**DO THIS**. Convert the lines below into a numbered list, leaving out any blank lines.

**MATERIAL FOR THE TASK**.

----------------------------------------

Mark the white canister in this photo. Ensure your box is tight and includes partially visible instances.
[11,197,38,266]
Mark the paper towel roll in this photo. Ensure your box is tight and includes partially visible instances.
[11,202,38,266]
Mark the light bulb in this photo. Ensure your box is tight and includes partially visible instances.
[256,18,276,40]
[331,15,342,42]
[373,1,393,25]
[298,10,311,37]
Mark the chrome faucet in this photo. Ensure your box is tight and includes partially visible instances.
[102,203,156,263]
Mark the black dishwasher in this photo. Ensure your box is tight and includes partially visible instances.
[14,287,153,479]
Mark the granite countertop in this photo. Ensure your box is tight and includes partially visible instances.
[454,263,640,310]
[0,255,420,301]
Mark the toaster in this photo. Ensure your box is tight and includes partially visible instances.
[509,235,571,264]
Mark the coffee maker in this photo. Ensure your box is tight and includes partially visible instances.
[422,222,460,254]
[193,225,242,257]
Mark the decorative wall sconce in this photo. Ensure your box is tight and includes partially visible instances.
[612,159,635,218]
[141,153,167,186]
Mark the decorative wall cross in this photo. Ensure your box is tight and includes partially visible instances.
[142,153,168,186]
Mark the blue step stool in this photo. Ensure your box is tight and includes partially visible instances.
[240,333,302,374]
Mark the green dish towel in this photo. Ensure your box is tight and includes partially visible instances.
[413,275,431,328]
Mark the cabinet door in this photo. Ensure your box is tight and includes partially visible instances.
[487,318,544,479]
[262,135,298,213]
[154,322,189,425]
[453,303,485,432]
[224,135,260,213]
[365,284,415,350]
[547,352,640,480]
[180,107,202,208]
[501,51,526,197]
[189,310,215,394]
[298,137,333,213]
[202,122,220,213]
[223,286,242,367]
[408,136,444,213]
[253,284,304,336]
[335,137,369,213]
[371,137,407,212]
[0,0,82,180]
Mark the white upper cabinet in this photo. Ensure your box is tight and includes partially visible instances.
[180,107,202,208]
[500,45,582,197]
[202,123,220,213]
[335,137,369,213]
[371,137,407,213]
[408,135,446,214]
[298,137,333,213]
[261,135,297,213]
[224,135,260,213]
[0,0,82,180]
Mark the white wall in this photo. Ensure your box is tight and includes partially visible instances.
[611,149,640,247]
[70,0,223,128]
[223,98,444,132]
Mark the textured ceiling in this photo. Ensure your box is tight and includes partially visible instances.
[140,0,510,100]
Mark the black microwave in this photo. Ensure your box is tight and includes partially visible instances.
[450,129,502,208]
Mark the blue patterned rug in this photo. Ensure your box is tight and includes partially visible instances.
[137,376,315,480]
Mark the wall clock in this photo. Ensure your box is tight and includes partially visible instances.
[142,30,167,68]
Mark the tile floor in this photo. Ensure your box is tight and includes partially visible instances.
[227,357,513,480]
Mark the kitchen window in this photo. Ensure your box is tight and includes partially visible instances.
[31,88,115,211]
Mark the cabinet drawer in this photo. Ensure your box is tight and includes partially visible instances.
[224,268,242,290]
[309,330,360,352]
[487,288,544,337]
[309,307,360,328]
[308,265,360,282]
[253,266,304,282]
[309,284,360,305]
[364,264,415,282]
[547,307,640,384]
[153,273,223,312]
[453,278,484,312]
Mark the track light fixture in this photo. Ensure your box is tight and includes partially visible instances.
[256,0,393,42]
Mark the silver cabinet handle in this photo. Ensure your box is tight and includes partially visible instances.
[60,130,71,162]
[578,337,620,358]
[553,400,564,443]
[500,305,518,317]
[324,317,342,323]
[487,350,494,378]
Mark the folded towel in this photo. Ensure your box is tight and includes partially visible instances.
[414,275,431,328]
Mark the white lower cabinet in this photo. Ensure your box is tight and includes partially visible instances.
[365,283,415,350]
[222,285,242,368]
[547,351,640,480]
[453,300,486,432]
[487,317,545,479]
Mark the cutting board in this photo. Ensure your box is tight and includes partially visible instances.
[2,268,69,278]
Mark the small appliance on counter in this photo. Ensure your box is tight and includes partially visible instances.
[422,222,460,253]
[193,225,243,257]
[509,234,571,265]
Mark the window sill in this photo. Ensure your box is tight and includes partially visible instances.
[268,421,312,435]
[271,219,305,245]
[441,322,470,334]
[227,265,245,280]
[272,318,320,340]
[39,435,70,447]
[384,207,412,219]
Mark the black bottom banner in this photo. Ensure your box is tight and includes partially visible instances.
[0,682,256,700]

----------------------------------------

**EXERCISE RESULT**.
1. Mark the white canister in this photo. Ensure your box is tight and includes partially visible instances.
2. [11,197,38,266]
3. Mark the paper towel roll in this photo. Ensure your box is tight and includes partially visible instances.
4. [11,202,38,266]
5. Mark the light bulb in this photo. Ensure your box is tight and includes partially visible instances.
6. [256,18,276,40]
7. [331,15,342,42]
8. [373,1,393,25]
9. [298,10,311,37]
10. Mark the chrome faucet in this photo. Ensure your box is tight and includes partially visible instances.
11. [102,203,156,263]
12. Mark the black dishwasher in this photo. Ensure your box is tight and includes partially visible instances.
13. [14,287,153,479]
14. Mark the granite countertop in this photo. Ensure your box is tight and includes partially visible instances.
15. [454,263,640,310]
16. [0,255,420,301]
17. Mark the toaster in this photo. Ensure your box is tight and includes partially visible instances.
18. [509,235,571,264]
19. Mark the coffee maker in this photo. Ensure your box is tight and includes partially visible instances.
20. [422,222,460,254]
21. [193,225,242,257]
22. Mark the decorative wall sconce in this photo. Ensure your box is tight and includes partially visible instances.
23. [612,159,635,218]
24. [141,153,167,186]
25. Mark the decorative wall cross in this photo. Ensure your box is tight and includes partially visible instances.
26. [142,153,168,186]
27. Mark the blue step stool in this photo. Ensure your box is tight and includes partially visible instances.
28. [240,333,302,374]
29. Mark the green dish towel in this photo. Ensure your box is tight and includes partially visible instances.
30. [413,275,431,328]
31. Mark the cabinet door in this photo. Ensure your box is tight and includes partially visible instances.
32. [487,318,544,479]
33. [262,135,298,213]
34. [154,322,189,425]
35. [453,303,485,432]
36. [224,135,260,213]
37. [365,284,415,350]
38. [547,352,640,480]
39. [180,107,202,208]
40. [501,51,526,197]
41. [189,310,215,394]
42. [298,137,333,213]
43. [202,122,220,213]
44. [223,286,242,367]
45. [408,136,444,213]
46. [253,284,304,336]
47. [335,137,369,213]
48. [371,137,407,212]
49. [0,0,82,180]
50. Mark the white upper cabinet in this photo. Ensure your box is tight and includes partially visible instances.
51. [180,107,202,208]
52. [500,45,582,197]
53. [202,123,220,213]
54. [335,137,369,213]
55. [371,137,407,213]
56. [408,135,446,214]
57. [298,137,333,213]
58. [261,135,297,213]
59. [224,135,260,213]
60. [0,0,82,180]
61. Mark the white wall in this photo. Ensure your box is tight and includes partially visible instances.
62. [611,149,640,247]
63. [70,0,223,128]
64. [223,98,444,132]
65. Mark the textured ceiling in this photo. Ensure your box is tight and includes partially visible instances.
66. [140,0,510,100]
67. Mark the black microwave in this photo. Ensure your box is tight and includes partially visible instances.
68. [450,129,502,208]
69. Mark the blue patterned rug in this photo. Ensure your box is tight and includes partially visible instances.
70. [137,376,315,480]
71. Mark the wall clock in this photo. Ensure your box is tight and includes partially visible instances.
72. [142,30,167,68]
73. Mark the tile floor in this photo. Ensure your box is tight and includes partially visible instances.
74. [227,357,513,480]
75. Mark the kitchen window in this photo. Ensure your box is tight and includes partially visible instances.
76. [31,88,115,211]
77. Mark the cabinet drawer in this photo. Ensure your box is tight and includes partially visible instances.
78. [224,268,242,290]
79. [309,330,360,352]
80. [487,288,544,337]
81. [309,307,360,328]
82. [308,265,360,282]
83. [253,266,304,282]
84. [309,284,360,305]
85. [364,264,415,282]
86. [547,307,640,384]
87. [153,273,223,312]
88. [453,278,484,312]
89. Mark the track light fixture in this photo. Ensure your box is tight and includes partially visible instances.
90. [256,0,393,42]
91. Mark the silver cabinet handle in this photo. Ensure your box is tight and includes partially visible instances.
92. [60,130,71,162]
93. [578,337,620,358]
94. [553,400,564,443]
95. [500,305,518,317]
96. [324,317,342,323]
97. [487,350,494,378]
98. Mark the folded towel in this photo. Ensure your box is tight and includes partially visible instances.
99. [414,275,431,328]
100. Mark the white lower cabinet in this photo. Ensure your box is tight and includes partially visible instances.
101. [365,283,415,350]
102. [222,285,242,368]
103. [547,351,640,480]
104. [453,300,486,432]
105. [487,317,545,479]
106. Mark the cutting board in this photo. Ensure your box is tight and includes partially visible instances.
107. [2,268,69,278]
108. Mark the small appliance on counter in this photo. Ensure your box is tight and includes partially visible instances.
109. [422,222,460,253]
110. [193,225,243,257]
111. [509,234,571,265]
112. Mark the window sill in this photo. Ensure your box is tight and includes partially visible instances.
113. [268,421,312,435]
114. [271,219,305,245]
115. [441,322,470,334]
116. [227,265,245,280]
117. [272,318,320,340]
118. [39,435,70,447]
119. [384,207,412,219]
120. Mark the black bottom banner in this photo. Ensure your box is tight and includes partially visible instances.
121. [0,682,256,700]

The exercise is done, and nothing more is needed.